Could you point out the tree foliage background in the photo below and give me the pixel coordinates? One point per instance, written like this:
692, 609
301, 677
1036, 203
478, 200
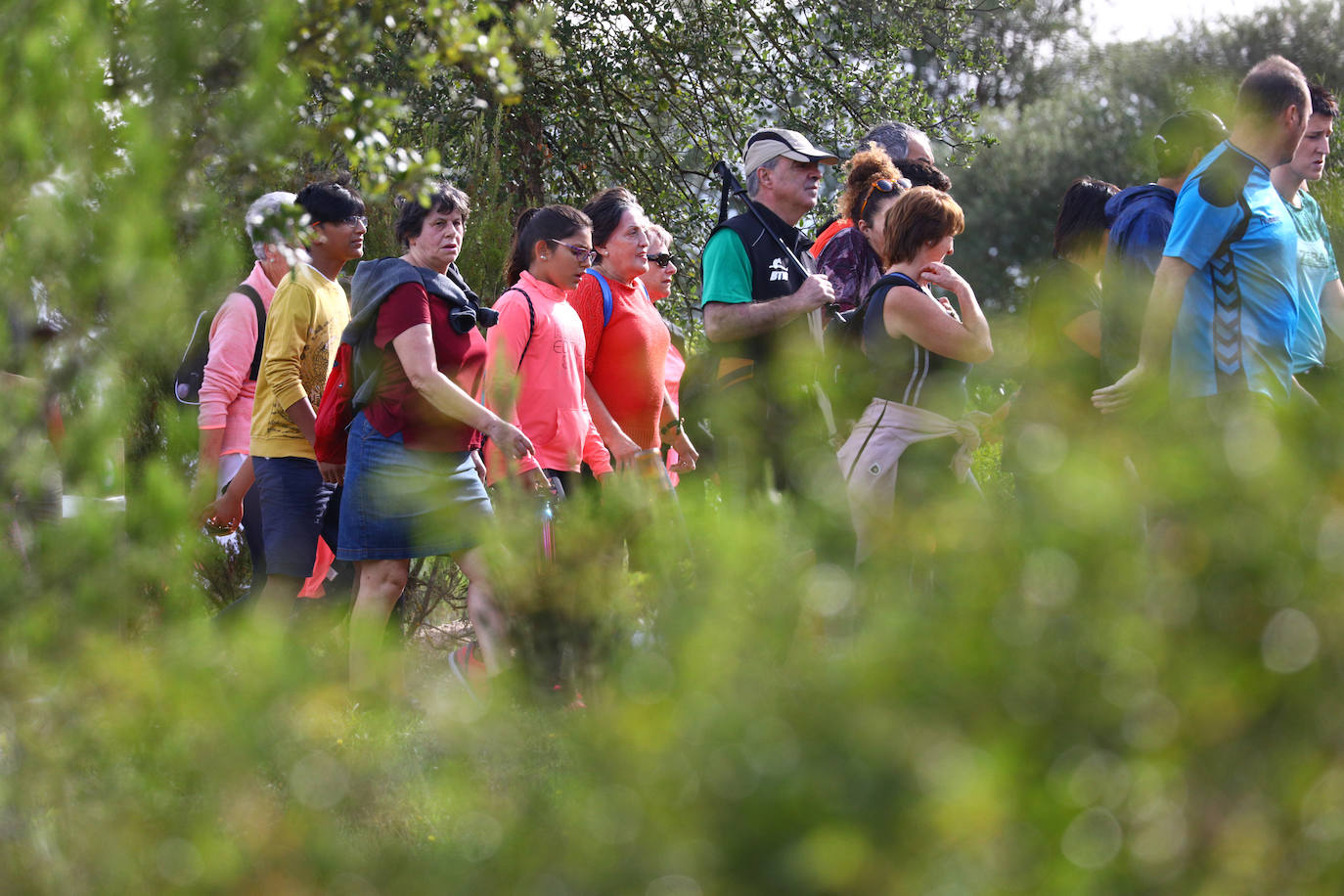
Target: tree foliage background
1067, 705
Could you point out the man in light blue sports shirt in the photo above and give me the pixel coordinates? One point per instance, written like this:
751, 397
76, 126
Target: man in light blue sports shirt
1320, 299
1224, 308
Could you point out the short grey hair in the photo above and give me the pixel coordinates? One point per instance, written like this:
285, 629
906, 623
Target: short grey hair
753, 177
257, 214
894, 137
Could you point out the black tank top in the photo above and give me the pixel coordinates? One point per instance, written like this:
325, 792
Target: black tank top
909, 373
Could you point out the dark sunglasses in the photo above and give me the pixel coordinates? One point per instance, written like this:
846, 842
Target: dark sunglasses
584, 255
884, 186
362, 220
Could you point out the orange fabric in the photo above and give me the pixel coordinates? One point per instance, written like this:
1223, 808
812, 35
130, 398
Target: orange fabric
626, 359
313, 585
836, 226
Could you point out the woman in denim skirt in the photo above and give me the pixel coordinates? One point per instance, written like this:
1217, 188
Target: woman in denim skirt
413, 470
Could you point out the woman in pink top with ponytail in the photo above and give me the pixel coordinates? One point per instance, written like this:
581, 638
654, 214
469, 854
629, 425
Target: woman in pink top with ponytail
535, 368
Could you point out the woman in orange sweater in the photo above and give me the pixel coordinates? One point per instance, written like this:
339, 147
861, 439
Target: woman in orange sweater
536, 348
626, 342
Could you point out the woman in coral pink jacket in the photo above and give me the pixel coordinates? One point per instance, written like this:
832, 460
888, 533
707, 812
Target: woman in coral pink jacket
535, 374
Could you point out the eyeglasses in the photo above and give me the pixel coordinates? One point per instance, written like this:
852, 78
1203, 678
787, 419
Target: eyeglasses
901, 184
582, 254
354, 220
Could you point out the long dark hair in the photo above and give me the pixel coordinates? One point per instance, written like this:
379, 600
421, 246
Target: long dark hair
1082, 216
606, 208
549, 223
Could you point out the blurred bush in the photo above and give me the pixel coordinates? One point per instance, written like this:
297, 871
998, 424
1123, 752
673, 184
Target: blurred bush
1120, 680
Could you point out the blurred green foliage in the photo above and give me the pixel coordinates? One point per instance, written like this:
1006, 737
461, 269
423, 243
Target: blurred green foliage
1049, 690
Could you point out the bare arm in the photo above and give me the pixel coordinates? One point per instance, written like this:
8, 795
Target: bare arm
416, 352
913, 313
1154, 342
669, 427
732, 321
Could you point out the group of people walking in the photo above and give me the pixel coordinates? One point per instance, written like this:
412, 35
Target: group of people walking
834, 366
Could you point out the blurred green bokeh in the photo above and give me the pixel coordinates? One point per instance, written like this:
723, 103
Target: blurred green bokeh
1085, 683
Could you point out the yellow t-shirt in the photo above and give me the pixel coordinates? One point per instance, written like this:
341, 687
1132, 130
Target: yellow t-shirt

What you should do: Lines holding the word "yellow" are the answer; copy each one from the records above.

Response to the exercise:
Could you point out the yellow t-shirt in the photo above and give me the pixel coordinates? One point per instance, written like this:
Target: yellow t-shirt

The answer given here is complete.